# What you need to do
Copy each row below, substituting "list the coordinates" for "write the coordinates" and keeping every other character the same.

# Available data
++++++++
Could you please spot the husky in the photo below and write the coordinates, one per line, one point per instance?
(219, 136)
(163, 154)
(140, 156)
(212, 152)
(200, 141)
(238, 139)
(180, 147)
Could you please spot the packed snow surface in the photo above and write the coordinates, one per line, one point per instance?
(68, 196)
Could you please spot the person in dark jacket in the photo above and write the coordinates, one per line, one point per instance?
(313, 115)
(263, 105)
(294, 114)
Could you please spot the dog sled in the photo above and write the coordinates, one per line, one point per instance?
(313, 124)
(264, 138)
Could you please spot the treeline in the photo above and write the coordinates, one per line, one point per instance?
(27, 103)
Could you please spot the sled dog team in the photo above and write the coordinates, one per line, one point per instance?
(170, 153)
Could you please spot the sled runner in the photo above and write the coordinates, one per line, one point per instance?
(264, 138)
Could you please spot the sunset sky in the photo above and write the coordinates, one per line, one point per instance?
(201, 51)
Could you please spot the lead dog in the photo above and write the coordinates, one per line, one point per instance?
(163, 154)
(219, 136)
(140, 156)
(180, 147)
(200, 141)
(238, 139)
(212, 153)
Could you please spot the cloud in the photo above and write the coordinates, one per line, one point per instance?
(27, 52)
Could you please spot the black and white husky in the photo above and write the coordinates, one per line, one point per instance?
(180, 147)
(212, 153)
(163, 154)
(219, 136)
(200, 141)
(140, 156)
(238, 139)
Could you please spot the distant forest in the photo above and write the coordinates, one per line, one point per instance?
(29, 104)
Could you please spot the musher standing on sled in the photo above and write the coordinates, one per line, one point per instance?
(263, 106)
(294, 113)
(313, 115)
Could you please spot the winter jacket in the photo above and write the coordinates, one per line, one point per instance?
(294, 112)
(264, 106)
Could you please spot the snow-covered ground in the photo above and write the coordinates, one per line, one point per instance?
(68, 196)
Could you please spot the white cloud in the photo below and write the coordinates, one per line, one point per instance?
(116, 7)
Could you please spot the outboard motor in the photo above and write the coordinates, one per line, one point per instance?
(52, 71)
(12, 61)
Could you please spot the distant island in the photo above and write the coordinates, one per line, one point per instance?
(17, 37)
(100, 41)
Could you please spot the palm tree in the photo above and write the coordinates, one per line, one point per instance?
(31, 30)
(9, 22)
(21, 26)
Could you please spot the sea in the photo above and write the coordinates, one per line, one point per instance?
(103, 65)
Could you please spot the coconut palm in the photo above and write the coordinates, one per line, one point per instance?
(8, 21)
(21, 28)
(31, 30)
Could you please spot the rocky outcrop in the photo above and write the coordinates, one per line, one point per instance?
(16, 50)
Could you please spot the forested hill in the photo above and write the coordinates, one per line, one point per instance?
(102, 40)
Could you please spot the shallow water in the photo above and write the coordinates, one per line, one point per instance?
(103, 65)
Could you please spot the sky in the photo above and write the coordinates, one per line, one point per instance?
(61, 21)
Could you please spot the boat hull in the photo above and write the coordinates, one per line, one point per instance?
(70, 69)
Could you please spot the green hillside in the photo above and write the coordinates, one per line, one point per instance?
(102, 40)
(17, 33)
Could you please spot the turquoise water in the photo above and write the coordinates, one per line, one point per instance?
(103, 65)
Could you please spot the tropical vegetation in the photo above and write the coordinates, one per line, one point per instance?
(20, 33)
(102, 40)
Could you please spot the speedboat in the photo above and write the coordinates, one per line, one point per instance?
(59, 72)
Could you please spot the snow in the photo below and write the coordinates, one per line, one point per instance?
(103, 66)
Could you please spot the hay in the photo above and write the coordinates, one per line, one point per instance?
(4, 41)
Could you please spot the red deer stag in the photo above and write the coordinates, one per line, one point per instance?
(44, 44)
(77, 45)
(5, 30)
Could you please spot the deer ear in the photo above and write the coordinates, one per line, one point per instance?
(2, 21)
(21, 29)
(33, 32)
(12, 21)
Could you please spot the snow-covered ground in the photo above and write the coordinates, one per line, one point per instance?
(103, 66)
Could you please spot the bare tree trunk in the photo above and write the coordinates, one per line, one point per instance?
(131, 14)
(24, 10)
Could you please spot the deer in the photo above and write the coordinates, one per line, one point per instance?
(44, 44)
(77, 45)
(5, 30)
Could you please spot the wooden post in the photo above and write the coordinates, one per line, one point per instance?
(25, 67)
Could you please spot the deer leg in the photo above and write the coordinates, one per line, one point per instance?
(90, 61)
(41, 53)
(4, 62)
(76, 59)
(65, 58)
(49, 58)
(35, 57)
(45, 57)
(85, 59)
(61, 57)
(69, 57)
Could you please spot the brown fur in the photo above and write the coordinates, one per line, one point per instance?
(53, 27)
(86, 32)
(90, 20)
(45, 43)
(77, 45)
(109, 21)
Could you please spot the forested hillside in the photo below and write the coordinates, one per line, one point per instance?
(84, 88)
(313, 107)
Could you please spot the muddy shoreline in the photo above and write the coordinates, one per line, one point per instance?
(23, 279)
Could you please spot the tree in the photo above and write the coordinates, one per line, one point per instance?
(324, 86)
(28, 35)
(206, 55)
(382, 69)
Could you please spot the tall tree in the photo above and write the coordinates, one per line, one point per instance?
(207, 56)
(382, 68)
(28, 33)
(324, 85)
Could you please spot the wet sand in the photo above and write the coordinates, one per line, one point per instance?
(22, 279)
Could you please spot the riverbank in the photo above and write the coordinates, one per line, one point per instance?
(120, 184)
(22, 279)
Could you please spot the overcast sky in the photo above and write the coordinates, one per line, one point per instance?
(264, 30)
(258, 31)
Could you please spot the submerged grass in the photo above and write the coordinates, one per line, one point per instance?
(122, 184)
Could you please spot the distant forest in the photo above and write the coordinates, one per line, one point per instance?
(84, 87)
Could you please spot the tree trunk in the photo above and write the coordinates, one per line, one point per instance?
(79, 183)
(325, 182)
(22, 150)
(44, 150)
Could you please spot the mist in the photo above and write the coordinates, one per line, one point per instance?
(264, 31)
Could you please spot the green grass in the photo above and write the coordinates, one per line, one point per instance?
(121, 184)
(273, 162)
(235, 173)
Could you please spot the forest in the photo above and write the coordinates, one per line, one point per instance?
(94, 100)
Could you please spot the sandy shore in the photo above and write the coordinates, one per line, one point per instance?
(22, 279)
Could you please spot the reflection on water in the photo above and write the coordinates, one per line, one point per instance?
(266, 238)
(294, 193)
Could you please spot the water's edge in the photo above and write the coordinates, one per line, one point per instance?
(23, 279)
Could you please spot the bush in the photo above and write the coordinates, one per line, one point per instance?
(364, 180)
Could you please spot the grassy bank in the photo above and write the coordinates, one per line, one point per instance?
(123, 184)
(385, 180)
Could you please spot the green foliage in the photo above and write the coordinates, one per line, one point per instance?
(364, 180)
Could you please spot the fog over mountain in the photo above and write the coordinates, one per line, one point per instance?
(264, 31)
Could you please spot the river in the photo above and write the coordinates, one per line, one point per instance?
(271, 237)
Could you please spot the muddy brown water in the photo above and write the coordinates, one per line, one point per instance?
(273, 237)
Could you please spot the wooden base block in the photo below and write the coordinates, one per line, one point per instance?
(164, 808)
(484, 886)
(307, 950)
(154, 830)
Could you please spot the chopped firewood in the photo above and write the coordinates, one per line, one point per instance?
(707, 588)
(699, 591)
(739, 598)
++++++++
# Result for this task
Could you please spot the husky in the photo below and list the coordinates, one per line, one point per instance?
(219, 136)
(163, 154)
(140, 156)
(212, 152)
(200, 141)
(238, 139)
(180, 147)
Could you please spot the packed snow surface in the photo above and list the coordinates, one per line, one point per instance?
(68, 196)
Could you please spot the person in dark jacket in the photo above and list the coordinates, one per line, one point per instance?
(313, 115)
(263, 105)
(294, 114)
Could you please spot the dog sled in the photo above and list the coordinates, one per line, one point per instance?
(313, 124)
(264, 138)
Could you please spot the treeline in the photo above and list the coordinates, one per line, one point per instance?
(27, 103)
Could you please spot the sled dog team in the photo above and list the coordinates, one per line, one point per instance?
(170, 153)
Could you please spot the sled runner in the photo above and list the coordinates, one per line, one point per instance?
(264, 138)
Could you please spot the sunset sky in the photo above and list the coordinates, one per line, one point per instance?
(201, 51)
Could you please spot the lead dog in the photo above and list the coordinates, one per line, one point per instance?
(163, 154)
(219, 136)
(140, 156)
(180, 147)
(200, 141)
(238, 139)
(212, 153)
Could you please spot the cloud in the photo above and list the coordinates, one per line, one point per instance?
(27, 52)
Could you please spot the black and white husky in the photo above and list the coordinates, one per line, one point per instance?
(180, 147)
(212, 153)
(163, 154)
(219, 136)
(200, 141)
(140, 156)
(238, 139)
Could you please spot the distant forest in the photo above and list the coordinates, one per line, one point per instance?
(29, 104)
Could you please spot the musher standing on sled in the photo above and list the coordinates, one per line, one point per instance?
(263, 106)
(294, 113)
(313, 115)
Could you please spot the winter jacket in the photo above and list the coordinates, one per line, one point per instance?
(294, 112)
(264, 106)
Could you please spot the snow-covered ground in the photo above and list the coordinates, one per line, one point per instance?
(68, 196)
Could you please spot the white cloud in the photo below and list the coordinates, one per line, one point per instance?
(116, 7)
Could you please spot the outboard motor in the photo above and list the coordinates, one per line, one point per instance?
(52, 71)
(12, 61)
Could you please spot the distant island in the photo above and list the coordinates, one per line, one point per instance?
(17, 37)
(100, 41)
Could you please spot the palm tree in the photo above and list the coordinates, one per line, one point per instance?
(31, 30)
(9, 22)
(21, 26)
Could you please spot the sea in the photo above and list the coordinates, one per line, one point per instance?
(103, 65)
Could you please spot the coconut palm in the photo above and list the coordinates, one per line, one point per instance?
(8, 21)
(21, 28)
(31, 30)
Could you please spot the rocky outcrop in the photo above and list the coordinates, one per line, one point per instance?
(16, 50)
Could you please spot the forested hill in the photo above and list the coordinates, one per line, one point per instance?
(102, 40)
Could you please spot the shallow water in the photo above and list the coordinates, one per line, one point per instance?
(103, 65)
Could you please spot the sky in the photo above and list the coordinates, one per line, one point per instance?
(61, 21)
Could you please spot the boat hull in the photo above and list the coordinates, one per line, one point per instance?
(70, 69)
Could you please spot the green hillside in the photo above and list the coordinates, one per line, one point per instance?
(102, 40)
(17, 33)
Could you please spot the turquoise water in the photo above and list the coordinates, one per line, one point per instance?
(103, 65)
Could you please spot the tropical vegetation in the photo above and list the coordinates, one per line, one point per instance?
(20, 33)
(102, 40)
Could you please spot the speedboat in the photo above and list the coordinates, one per line, one point per instance?
(59, 72)
Could you please spot the snow in the photo below and list the coordinates, one per line, one point per instance?
(103, 66)
Could you please spot the hay in the photo above and list the coordinates, one per line, one point per instance?
(4, 41)
Could you please spot the red deer stag in the photo above and list the coordinates, one per line, one point per instance?
(44, 44)
(77, 45)
(5, 30)
Could you please spot the deer ear in the photo above and list the coordinates, one per line, one point per instance?
(2, 21)
(21, 29)
(33, 32)
(12, 21)
Could you please spot the snow-covered ground in the photo above and list the coordinates, one per line, one point per instance?
(103, 66)
Could you please spot the bare tree trunk in the photo above and list the coordinates, one per line, one point per instance?
(131, 14)
(24, 10)
Could you please spot the deer in the photo above and list the coordinates, one per line, one point per instance?
(44, 44)
(77, 45)
(5, 30)
Could you please spot the wooden post in the photo above and list the coordinates, one per line, one point per instance?
(25, 67)
Could you please spot the deer leg in the photo above and list the coordinates, one per line, one point per instance?
(90, 61)
(41, 53)
(4, 62)
(76, 59)
(65, 58)
(49, 58)
(35, 57)
(45, 57)
(85, 59)
(61, 57)
(69, 57)
Could you please spot the brown fur in the photo above and list the coordinates, one per line, one point per instance?
(53, 27)
(86, 32)
(90, 20)
(45, 43)
(77, 45)
(109, 21)
Could you please spot the forested hillside in the photo below and list the coordinates, one per line, one point per instance?
(84, 88)
(313, 107)
Could you please spot the muddy shoreline in the photo above and list the coordinates, one per line, one point per instance?
(23, 279)
Could you please spot the tree in the photo above and list the coordinates, one per line, one point per instance?
(324, 86)
(28, 35)
(206, 55)
(382, 69)
Could you please spot the tall tree in the photo above and list the coordinates, one per line, one point per instance?
(207, 56)
(382, 68)
(28, 33)
(324, 85)
Could you please spot the wet sand in the photo above and list the coordinates, one per line, one point per instance?
(22, 279)
Could you please spot the riverbank in the photo above and list the coordinates, one per line, one point per instance?
(120, 184)
(22, 279)
Could you please spot the overcast sky in the photo above and list the coordinates, one per line, one point per instance?
(264, 30)
(258, 31)
Could you please spot the submerged grass in the photo above and list the coordinates, one per line, one point per instance?
(122, 184)
Could you please spot the distant forest in the photo above and list the coordinates, one per line, one point per instance?
(84, 87)
Could you please spot the tree trunk in the photo above and list the coordinates, one per line, one point per instance?
(79, 183)
(325, 182)
(22, 150)
(44, 150)
Could you please spot the mist in the photo above and list the coordinates, one per line, one point per instance?
(264, 31)
Could you please spot the green grass in the photo above and list the coordinates, one per line, one point per instance?
(121, 184)
(273, 162)
(235, 173)
Could you please spot the forest in the photo above and list the coordinates, one per line, one point per instance?
(94, 100)
Could you please spot the sandy shore in the photo above and list the coordinates, one per line, one point per instance?
(22, 279)
Could you please spot the reflection on water in the photo above and list the coordinates, one per line, one point per instance?
(266, 238)
(294, 193)
Could you please spot the water's edge in the photo above and list the coordinates, one per line, one point per instance?
(23, 279)
Could you please spot the bush in the photo above and list the coordinates, one per line, one point per instance?
(364, 180)
Could you please spot the grassy bank in the photo above and list the coordinates, one per line, one point per instance?
(123, 184)
(385, 180)
Could you please spot the green foliage in the photo above and list the coordinates, one per line, one point per instance?
(364, 180)
Could you please spot the fog over mountain in the photo above and list the coordinates, one per line, one point per instance?
(264, 31)
Could you please spot the river in the photo above and list the coordinates, one per line, one point per instance?
(271, 237)
Could you please spot the muddy brown water in the photo above and list the coordinates, one per line, one point per instance?
(273, 237)
Could you please spot the wooden base block in the photo below and list the coordinates, one per line, one point per instance?
(164, 808)
(484, 886)
(307, 950)
(154, 830)
Could you please spot the chopped firewood in the photo above and list the coordinates, one per line, one point per instance?
(707, 588)
(699, 591)
(739, 598)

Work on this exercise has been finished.